Some records
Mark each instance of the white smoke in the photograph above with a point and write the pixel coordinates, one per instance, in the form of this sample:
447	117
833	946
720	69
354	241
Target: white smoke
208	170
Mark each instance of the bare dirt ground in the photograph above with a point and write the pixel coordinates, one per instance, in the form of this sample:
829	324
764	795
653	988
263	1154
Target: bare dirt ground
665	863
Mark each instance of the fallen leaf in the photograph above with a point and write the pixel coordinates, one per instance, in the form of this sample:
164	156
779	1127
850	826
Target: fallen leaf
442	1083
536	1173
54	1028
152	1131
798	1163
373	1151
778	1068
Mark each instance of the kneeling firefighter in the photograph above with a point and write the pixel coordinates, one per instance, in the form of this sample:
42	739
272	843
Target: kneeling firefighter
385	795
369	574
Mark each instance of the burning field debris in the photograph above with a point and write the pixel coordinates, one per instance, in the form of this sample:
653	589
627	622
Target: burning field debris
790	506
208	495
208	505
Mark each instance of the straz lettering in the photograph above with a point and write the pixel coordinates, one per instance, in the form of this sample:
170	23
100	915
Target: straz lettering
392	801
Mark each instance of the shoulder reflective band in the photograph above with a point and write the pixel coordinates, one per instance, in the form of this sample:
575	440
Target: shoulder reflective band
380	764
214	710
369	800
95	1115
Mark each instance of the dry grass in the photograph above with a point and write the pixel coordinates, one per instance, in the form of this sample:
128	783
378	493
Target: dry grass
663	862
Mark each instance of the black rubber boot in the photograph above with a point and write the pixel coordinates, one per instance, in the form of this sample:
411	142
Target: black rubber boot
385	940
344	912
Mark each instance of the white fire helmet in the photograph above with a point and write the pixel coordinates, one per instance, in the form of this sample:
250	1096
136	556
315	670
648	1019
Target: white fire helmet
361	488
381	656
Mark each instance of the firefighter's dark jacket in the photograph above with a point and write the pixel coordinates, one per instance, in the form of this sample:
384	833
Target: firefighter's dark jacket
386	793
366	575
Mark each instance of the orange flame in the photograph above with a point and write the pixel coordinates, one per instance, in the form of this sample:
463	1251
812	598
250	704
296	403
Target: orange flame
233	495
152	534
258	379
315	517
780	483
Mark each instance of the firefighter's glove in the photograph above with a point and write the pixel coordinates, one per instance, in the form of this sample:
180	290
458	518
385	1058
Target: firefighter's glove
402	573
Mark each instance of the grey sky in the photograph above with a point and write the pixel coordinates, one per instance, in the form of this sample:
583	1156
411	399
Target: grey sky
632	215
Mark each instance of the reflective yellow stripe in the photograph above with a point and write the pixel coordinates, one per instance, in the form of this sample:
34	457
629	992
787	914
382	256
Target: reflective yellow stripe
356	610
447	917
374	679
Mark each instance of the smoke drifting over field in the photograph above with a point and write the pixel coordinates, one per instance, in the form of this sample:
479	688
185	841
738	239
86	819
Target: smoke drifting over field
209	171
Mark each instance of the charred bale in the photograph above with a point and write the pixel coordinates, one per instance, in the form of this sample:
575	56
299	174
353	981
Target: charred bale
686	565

* WHAT YOU SHOULD DO *
Write out all of the material above verbatim, line for line.

* FINISHED ANSWER *
Mark each instance of the white smoke in the photograph above with a point and write the pixel coordinates, one per instance, in the form of this sample:
447	117
833	946
720	69
354	241
Target: white smoke
208	170
Mark each instance of the bare dirt ground in the photograph above with a point and write the pixel coordinates, one per instance, in the form of this sample:
829	324
764	795
653	988
263	1154
Target: bare dirt ground
665	863
Mark each instance of the fallen leaf in the photograph above with a point and write the pixel coordinates, one per instance, in the form of this sample:
164	156
779	1127
850	826
Target: fallen leaf
442	1083
536	1173
54	1028
152	1131
798	1163
373	1151
778	1068
Mark each instance of the kneeling firefighter in the photograph above with a point and write the pixel coordinates, one per instance, in the form of this sample:
42	739
272	843
Target: kneeling firefighter
385	795
369	574
Mark each instance of the burning field debris in the photograph above with a point and write the pixel coordinates, one per instance, in the form of this sample:
653	589
627	622
Target: burning field debris
790	506
208	495
208	505
Mark each instance of the straz lettering in the photograph above with a point and write the pixel coordinates, one per instance, in the form of this sample:
170	23
100	915
Target: straz lettering
392	801
Mark each instance of the shoulder reflective band in the photograph above with a point and write the pixel coordinates, one per instance, in the form of this sample:
575	440
Target: shoulder reflective band
380	764
214	710
369	800
95	1115
Mark each instance of the dry grass in the photograph above with a point and write the pixel coordinates, one per instance, in the form of this sample:
128	783
378	493
Target: dry grass
663	862
Mark each instance of the black rubber boot in the photograph above with a point and write the pixel coordinates, one per instance, in the form of this sample:
411	142
Target: black rubber boot
385	940
344	912
Mark each instance of the white fire helmet in the photograph above with a point and write the pixel coordinates, one per instance, in the form of this sample:
250	1096
136	556
315	670
648	1019
Target: white fire helmet
361	488
381	656
Mark each instance of the firefighter's dark jacket in the photograph above with a point and write the pixel coordinates, one per instance, in the form of this sample:
384	833
Target: firefighter's dark jacket
386	793
366	575
Mark each instance of the orange flame in the photograph above with a point and write the pixel coordinates, one per instance, in the form of this sample:
463	1251
812	598
250	704
296	403
Target: orange flame
233	495
152	534
258	379
315	517
780	483
Mark each instance of the firefighter's glove in the photograph above with a point and write the pixel coordinates, one per instance, in the form of this sample:
180	290
458	518
385	1058
Target: firefighter's glove
402	573
Mark each instance of the grey sky in the photograph above with a point and write the pixel coordinates, one per instance, in the form of this sample:
583	1156
411	399
Target: grey sky
632	215
Mark each instance of the reflective yellow stripe in the photograph above with a point and write the pixel coordinates, one per instance, in the form of this sample:
34	457
629	992
787	914
382	256
Target: reflective yellow stripe
356	610
447	917
374	679
Mark each instance of the smoke drifting over field in the photograph above with a point and write the pixel coordinates, one per instance, in the form of this sample:
479	688
185	841
738	239
86	819
Target: smoke drifting over field
209	171
Mark each instance of the charred bale in the photograph above with a point and write the pixel coordinates, one per instance, in the form of this sample:
575	56
299	174
353	981
Target: charred bale
686	565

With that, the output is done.